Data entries
━━━━━━━━━━━━━━━━━━━━
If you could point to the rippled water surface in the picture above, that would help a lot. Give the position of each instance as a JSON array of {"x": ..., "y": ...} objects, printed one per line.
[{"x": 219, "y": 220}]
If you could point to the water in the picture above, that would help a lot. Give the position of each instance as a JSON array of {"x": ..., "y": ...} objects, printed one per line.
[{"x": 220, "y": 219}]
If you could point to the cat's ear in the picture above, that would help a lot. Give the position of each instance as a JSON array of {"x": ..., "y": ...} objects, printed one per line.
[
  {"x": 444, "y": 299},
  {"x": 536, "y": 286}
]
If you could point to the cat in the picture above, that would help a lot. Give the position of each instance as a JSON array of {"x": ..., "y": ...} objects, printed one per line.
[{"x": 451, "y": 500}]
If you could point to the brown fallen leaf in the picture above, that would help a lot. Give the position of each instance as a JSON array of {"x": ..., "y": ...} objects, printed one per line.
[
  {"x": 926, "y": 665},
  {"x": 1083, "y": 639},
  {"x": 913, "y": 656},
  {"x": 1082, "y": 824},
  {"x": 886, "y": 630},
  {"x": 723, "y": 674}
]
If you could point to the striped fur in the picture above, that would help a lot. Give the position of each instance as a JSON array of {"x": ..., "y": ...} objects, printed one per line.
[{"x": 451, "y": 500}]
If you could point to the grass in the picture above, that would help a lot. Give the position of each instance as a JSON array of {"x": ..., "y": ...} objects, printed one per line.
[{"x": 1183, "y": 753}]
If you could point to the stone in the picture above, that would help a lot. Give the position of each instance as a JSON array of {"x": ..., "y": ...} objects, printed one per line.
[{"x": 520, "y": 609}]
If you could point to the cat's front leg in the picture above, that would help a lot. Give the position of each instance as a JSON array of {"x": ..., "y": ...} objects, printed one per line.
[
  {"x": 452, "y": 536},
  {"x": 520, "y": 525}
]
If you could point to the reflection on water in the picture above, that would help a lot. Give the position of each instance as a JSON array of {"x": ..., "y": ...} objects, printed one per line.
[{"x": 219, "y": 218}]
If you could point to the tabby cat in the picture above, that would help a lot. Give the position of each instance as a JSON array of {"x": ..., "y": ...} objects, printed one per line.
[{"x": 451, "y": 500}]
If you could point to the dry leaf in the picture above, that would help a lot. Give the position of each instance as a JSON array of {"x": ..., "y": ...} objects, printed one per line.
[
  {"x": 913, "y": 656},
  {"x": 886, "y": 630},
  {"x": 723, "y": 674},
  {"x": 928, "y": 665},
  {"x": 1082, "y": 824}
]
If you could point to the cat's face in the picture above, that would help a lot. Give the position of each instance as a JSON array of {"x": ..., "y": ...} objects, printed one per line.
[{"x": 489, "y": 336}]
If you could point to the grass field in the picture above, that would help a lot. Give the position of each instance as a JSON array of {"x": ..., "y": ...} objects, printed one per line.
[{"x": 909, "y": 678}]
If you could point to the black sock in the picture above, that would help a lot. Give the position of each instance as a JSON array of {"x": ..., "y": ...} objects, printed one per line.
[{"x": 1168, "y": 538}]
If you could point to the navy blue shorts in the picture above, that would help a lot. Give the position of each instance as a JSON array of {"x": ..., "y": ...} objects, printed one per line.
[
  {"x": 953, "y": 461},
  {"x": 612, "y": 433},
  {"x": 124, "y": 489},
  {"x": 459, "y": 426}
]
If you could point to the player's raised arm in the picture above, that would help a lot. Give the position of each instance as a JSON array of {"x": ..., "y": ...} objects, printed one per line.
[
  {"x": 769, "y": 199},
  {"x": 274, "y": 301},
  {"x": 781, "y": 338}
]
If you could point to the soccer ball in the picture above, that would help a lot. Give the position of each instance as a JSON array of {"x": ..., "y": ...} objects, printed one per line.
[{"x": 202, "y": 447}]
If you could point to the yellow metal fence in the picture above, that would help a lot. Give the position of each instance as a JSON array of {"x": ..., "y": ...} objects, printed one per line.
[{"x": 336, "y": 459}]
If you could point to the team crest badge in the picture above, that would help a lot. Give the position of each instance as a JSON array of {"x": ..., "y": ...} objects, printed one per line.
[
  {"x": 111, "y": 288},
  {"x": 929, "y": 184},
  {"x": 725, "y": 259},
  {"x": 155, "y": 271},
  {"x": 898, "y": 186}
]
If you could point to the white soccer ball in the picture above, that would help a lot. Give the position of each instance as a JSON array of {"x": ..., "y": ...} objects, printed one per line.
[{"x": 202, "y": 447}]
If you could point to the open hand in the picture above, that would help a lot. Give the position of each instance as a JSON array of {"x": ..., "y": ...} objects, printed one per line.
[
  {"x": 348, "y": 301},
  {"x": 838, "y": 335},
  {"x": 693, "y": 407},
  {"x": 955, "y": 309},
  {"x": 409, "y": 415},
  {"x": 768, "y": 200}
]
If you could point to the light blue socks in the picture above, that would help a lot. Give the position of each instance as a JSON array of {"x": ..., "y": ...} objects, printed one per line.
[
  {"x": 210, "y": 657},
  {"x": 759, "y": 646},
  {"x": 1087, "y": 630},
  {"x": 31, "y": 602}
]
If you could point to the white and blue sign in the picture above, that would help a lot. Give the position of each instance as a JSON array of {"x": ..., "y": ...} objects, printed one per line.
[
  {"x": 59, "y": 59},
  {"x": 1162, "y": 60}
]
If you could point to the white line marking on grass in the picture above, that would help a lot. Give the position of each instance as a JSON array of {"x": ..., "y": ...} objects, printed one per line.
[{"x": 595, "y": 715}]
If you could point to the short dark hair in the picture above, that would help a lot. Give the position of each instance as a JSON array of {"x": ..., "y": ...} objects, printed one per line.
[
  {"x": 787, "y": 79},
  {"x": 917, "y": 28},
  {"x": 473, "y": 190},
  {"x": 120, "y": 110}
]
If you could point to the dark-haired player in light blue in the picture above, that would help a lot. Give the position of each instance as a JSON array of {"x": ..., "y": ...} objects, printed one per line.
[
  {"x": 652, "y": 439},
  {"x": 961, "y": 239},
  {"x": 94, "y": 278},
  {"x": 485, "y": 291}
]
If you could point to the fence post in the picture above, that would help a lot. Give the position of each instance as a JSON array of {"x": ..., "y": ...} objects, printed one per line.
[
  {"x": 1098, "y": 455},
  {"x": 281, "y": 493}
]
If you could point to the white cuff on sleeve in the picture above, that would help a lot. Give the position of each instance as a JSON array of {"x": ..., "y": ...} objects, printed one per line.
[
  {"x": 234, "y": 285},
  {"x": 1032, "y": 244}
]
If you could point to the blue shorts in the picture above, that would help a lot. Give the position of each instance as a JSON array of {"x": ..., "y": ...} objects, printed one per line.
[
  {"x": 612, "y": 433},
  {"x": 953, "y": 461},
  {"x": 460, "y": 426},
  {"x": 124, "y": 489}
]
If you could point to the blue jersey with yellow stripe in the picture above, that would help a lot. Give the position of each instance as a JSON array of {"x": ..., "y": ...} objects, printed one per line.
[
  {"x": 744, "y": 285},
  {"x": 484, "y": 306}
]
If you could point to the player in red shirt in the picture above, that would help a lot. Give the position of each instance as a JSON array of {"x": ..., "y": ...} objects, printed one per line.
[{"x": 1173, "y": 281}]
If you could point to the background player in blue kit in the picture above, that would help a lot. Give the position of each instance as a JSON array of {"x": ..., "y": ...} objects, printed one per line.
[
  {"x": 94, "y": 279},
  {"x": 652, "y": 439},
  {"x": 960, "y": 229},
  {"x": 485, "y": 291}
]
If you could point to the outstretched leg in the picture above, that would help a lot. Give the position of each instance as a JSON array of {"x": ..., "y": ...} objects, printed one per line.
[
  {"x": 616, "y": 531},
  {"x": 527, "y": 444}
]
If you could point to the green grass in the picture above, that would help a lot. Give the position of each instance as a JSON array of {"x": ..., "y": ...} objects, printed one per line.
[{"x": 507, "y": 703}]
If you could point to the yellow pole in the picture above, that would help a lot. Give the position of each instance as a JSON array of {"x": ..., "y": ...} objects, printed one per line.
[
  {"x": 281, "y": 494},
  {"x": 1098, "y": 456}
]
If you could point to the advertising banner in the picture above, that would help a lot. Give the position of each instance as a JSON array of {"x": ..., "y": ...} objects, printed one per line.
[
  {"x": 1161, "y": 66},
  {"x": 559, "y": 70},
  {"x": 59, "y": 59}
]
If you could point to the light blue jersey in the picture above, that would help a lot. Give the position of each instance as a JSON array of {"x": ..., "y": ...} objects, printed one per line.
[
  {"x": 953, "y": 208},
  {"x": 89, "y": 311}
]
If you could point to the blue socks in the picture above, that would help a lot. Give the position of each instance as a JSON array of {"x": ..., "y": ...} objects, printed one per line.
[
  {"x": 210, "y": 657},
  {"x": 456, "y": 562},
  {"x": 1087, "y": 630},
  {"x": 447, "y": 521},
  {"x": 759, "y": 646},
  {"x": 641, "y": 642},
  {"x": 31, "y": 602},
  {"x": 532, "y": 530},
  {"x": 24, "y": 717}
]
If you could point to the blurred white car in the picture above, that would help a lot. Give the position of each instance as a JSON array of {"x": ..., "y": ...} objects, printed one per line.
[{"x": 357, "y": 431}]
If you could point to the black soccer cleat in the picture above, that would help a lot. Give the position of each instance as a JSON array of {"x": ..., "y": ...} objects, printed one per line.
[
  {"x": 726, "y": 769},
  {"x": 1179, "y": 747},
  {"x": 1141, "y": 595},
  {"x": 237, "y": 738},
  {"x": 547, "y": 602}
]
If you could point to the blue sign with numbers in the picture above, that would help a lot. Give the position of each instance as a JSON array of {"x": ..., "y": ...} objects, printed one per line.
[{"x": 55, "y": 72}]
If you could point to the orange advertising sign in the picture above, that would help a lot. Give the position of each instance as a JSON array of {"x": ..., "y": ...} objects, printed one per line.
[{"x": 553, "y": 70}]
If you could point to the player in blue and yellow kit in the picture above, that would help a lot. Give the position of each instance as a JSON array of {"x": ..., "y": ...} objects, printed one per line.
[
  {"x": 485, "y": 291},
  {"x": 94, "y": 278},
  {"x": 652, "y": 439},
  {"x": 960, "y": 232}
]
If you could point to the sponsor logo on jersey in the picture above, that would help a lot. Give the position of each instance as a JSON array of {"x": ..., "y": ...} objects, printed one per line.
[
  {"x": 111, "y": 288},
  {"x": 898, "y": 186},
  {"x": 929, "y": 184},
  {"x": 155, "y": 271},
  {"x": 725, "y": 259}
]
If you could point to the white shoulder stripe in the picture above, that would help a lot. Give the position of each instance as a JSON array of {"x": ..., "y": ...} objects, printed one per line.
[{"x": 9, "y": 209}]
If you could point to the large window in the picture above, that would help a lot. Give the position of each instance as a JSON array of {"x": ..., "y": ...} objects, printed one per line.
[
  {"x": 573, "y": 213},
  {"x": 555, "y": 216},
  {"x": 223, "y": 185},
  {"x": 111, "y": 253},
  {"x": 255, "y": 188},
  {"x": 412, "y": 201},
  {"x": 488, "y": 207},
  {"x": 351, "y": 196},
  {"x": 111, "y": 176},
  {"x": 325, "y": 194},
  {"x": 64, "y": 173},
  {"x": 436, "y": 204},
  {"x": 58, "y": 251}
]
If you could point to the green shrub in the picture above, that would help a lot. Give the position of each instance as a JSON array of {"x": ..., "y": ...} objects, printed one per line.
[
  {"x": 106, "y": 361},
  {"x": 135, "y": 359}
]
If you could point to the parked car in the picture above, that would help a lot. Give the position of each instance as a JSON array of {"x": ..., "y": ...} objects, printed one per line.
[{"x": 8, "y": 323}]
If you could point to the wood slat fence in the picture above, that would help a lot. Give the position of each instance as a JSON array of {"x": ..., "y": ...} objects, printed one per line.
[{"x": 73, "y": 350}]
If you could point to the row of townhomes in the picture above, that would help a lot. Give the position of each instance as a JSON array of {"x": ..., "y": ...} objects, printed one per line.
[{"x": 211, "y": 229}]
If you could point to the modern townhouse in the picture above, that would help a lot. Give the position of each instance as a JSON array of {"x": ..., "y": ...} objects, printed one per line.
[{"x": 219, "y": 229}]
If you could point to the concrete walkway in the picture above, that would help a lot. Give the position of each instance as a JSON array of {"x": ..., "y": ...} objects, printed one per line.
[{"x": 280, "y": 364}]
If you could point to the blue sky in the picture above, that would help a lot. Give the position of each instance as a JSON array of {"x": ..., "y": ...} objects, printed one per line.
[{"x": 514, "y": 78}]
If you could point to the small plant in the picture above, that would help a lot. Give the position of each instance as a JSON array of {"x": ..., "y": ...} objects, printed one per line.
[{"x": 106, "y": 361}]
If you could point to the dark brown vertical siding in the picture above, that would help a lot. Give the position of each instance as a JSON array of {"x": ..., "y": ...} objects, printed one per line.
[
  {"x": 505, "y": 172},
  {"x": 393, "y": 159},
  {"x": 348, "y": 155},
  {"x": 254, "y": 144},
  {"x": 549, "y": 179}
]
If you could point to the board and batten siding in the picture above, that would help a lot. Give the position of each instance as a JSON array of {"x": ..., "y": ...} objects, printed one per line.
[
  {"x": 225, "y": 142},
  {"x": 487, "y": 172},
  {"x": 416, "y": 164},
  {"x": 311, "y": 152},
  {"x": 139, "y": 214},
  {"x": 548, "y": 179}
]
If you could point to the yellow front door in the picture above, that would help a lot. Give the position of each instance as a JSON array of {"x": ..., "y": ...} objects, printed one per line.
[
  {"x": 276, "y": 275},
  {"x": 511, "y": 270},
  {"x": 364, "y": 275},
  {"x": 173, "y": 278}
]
━━━━━━━━━━━━━━━━━━━━
*WHAT THE TASK ASKS*: Output exactly the line containing "If you could point to the yellow front" together with every line after it, ending at the final line of the entries.

*EXERCISE RESULT*:
If you could point to the yellow front door in the picture above, that would help a lot. Give the position of each instance as a JSON array of {"x": ..., "y": ...} objects, printed one per line.
[
  {"x": 276, "y": 275},
  {"x": 511, "y": 270},
  {"x": 364, "y": 275},
  {"x": 173, "y": 278}
]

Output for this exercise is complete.